[TASK TO COMPLETE]
Please pick out every line of the records below that contains the word "truck" and copy each one.

[INPUT MATERIAL]
============================================================

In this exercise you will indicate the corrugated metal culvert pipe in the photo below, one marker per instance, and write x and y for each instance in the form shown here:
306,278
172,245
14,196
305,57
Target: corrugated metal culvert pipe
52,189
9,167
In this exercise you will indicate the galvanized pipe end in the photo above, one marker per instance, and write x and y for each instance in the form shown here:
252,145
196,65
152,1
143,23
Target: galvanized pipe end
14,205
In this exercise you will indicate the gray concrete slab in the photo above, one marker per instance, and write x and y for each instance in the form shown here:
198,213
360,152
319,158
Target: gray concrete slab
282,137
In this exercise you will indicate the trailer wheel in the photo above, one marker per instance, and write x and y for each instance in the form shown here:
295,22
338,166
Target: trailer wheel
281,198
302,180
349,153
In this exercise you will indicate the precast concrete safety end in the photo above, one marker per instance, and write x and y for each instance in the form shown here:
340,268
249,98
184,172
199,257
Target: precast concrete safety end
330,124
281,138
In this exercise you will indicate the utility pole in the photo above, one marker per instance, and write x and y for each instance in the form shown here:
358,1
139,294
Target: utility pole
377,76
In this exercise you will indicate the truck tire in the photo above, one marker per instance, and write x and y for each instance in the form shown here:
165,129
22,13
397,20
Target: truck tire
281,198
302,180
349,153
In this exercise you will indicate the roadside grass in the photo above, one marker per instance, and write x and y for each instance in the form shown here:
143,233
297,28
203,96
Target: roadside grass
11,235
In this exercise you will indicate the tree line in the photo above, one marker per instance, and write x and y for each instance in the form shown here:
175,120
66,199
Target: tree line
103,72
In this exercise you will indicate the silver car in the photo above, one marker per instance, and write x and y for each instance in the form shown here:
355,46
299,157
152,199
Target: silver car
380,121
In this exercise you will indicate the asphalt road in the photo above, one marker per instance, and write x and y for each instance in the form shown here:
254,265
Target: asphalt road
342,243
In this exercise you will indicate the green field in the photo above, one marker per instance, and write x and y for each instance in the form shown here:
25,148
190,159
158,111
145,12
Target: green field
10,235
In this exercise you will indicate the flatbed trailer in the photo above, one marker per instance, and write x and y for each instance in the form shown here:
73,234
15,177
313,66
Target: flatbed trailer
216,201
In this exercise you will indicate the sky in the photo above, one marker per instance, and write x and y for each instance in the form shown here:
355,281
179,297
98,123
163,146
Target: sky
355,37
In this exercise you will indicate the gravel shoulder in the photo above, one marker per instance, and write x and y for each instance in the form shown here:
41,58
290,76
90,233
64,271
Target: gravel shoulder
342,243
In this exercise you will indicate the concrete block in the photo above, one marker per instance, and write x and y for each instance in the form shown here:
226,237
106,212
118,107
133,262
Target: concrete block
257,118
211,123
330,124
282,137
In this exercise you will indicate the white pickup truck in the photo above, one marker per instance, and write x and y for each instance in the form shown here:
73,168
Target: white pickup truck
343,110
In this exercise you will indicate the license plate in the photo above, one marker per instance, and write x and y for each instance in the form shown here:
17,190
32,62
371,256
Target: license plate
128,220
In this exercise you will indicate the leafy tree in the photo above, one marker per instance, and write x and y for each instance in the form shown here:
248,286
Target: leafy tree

============================================================

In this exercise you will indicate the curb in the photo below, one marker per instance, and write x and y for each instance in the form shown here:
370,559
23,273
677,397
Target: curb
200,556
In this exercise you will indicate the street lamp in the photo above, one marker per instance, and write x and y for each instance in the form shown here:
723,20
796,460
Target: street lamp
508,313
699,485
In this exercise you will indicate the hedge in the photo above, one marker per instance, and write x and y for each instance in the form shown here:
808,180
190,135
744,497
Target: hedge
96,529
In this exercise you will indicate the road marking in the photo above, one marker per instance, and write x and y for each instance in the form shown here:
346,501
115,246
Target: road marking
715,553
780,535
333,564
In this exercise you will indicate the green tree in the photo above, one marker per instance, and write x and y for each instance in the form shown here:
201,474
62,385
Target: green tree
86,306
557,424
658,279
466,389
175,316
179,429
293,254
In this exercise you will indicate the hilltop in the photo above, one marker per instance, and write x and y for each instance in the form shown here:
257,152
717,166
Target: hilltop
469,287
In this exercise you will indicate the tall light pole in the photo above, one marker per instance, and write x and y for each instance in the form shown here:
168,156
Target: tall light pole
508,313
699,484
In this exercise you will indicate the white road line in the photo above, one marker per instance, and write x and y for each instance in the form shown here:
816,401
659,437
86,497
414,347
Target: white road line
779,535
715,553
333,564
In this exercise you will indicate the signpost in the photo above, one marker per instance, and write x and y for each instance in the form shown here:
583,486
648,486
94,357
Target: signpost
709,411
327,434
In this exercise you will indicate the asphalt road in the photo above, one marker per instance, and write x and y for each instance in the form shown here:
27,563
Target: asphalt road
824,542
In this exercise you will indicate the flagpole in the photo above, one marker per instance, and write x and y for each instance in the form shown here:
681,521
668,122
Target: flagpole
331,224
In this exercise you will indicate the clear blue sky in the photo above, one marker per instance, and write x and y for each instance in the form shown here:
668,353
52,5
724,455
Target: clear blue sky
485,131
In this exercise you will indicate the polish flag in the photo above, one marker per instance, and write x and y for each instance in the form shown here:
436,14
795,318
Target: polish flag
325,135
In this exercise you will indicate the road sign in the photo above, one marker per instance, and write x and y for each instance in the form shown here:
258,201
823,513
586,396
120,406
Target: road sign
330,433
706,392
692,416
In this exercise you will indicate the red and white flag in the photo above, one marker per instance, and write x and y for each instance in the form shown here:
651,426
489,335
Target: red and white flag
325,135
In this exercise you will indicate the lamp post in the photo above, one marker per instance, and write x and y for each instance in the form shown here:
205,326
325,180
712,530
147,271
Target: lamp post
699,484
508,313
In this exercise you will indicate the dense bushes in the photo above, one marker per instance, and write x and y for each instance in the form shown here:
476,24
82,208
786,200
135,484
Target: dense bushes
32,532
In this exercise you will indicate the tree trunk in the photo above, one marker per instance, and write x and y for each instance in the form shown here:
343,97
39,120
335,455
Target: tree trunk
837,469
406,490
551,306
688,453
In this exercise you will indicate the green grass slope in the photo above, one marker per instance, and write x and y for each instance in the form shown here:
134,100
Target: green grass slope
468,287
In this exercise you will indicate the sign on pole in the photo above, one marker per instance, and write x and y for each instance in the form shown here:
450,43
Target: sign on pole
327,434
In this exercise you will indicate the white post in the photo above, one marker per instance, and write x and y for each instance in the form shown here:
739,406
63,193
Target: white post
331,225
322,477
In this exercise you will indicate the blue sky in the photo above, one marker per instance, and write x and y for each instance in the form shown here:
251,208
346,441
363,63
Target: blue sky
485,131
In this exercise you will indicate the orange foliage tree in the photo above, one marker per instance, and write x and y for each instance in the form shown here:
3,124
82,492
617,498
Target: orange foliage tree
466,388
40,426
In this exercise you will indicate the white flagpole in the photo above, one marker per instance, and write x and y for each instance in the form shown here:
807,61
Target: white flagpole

============================================================

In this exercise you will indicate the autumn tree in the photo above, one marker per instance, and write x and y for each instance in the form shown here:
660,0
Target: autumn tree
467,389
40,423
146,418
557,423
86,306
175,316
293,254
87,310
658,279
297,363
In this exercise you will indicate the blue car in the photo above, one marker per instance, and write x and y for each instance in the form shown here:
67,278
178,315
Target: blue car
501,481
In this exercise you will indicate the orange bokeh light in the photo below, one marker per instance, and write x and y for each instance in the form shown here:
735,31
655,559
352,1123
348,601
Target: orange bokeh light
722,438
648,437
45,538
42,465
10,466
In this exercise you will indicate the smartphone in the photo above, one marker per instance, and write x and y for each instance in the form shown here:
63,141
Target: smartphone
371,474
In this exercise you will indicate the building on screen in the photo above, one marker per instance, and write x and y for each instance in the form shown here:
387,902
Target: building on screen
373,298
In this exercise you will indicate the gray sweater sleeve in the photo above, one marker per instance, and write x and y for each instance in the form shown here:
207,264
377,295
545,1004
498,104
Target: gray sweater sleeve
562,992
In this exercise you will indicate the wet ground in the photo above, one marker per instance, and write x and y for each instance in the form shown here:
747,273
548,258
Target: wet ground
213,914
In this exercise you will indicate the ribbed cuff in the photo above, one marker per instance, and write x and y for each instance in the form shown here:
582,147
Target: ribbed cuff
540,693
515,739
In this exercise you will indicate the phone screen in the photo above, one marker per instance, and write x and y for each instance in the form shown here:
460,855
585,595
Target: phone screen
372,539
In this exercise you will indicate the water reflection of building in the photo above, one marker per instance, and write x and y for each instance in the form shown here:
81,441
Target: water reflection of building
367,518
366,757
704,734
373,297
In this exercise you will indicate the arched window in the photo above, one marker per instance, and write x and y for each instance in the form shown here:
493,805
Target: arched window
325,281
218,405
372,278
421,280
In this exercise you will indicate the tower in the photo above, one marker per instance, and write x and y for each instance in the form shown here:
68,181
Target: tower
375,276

============================================================

[FINISHED TASK]
In this exercise you will indicate the truck tire in the photo above, one marker per instance, and write x and y for each instance in the form shown here:
Target: truck tire
In this exercise you will indicate the white pickup truck in the photo above, one marker per instance, and write x and y for each instance in the form shown here:
Target: white pickup truck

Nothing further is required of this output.